O relógio é ajustado pelo Conselho de Ciência e Segurança da organização, composto por especialistas em tecnologia nuclear, segurança global, ciência climática e outros campos. O relógio foi criado em 1947, quando as preocupações da organização giravam em torno da perspectiva de uma guerra nuclear entre os Estados Unidos e a União Soviética. Na época, o relógio foi definido como sete minutos para a meia-noite.
Desde então, os cientistas por trás do projeto ampliaram seu foco para considerar outras ameaças, como mudanças climáticas, doenças infecciosas e a disseminação de desinformação impulsionada pela inteligência artificial. E os ponteiros do relógio se moveram para frente e para trás. A última mudança foi em janeiro de 2023, quando o relógio passou de 100 segundos para a meia-noite para 90 segundos, principalmente por causa da guerra na Ucrânia.
O relógio ficou mais distante da meia-noite em 1991, após os Estados Unidos e a União Soviética assinarem o Tratado de Redução de Armas Estratégicas, projetado para reduzir seus estoques de armas nucleares de longo alcance. Em resposta, o boletim moveu o relógio para 17 minutos para a meia-noite.
O relógio não mudou durante a Crise dos Mísseis de Cuba em 1962 porque “muito pouco se sabia na época sobre as circunstâncias do impasse ou qual seria o resultado”, diz o boletim em seu site.

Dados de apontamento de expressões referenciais
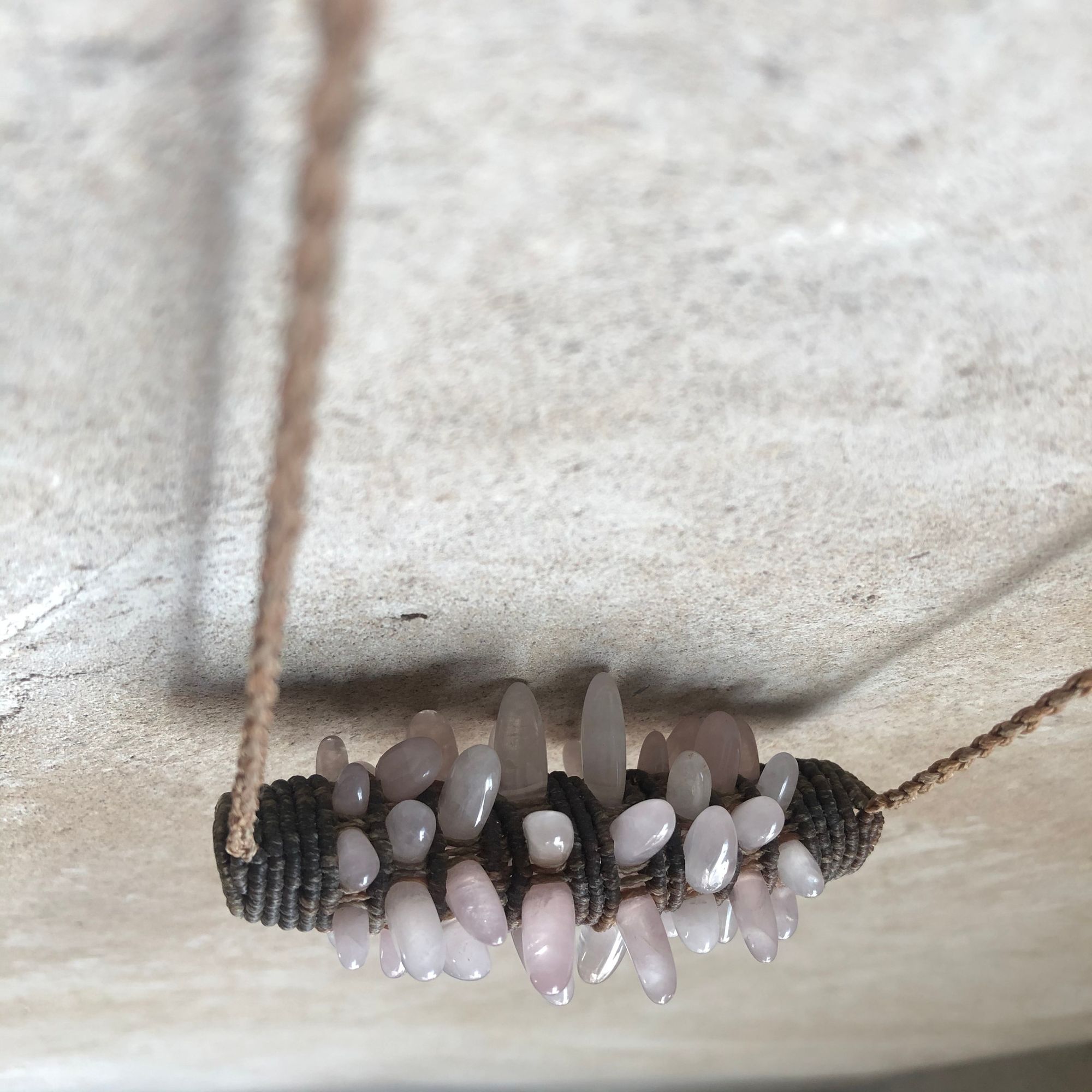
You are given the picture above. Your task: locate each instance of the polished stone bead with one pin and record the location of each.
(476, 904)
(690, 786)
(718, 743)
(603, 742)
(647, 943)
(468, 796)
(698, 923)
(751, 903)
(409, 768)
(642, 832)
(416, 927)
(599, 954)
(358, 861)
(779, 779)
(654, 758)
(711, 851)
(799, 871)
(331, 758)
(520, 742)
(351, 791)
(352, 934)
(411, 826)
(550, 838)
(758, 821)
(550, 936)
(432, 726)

REQUISITOS DAS TAREFAS:
1 – Indique se cada afirmação abaixo está de acordo com o texto sobre o relógio. Para cada uma, responda sim ou não e cite literalmente as palavras do texto que decidem a resposta.
(a) Quando foi criado, o relógio foi definido como sete minutos para a meia-noite.
(b) Em janeiro de 2023, o relógio passou de 90 para 100 segundos para a meia-noite.
(c) Os ponteiros do relógio foram movidos durante a Crise dos Mísseis de Cuba em 1962.
2 – Responda às perguntas abaixo com base no texto sobre o relógio.
(a) Quem ajusta o relógio?
(b) Em que ano o relógio ficou mais distante da meia-noite?
(c) Qual foi o principal motivo da mudança de janeiro de 2023?

RESULTADOS DO EXERCÍCIO:
1 –
(a) Sim: "Na época, o relógio foi definido como sete minutos para a meia-noite."
(b) Não: "quando o relógio passou de 100 segundos para a meia-noite para 90 segundos"
(c) Não: "O relógio não mudou durante a Crise dos Mísseis de Cuba em 1962"

2 –
(a) O Conselho de Ciência e Segurança da organização.
(b) Em 1991.
(c) A guerra na Ucrânia.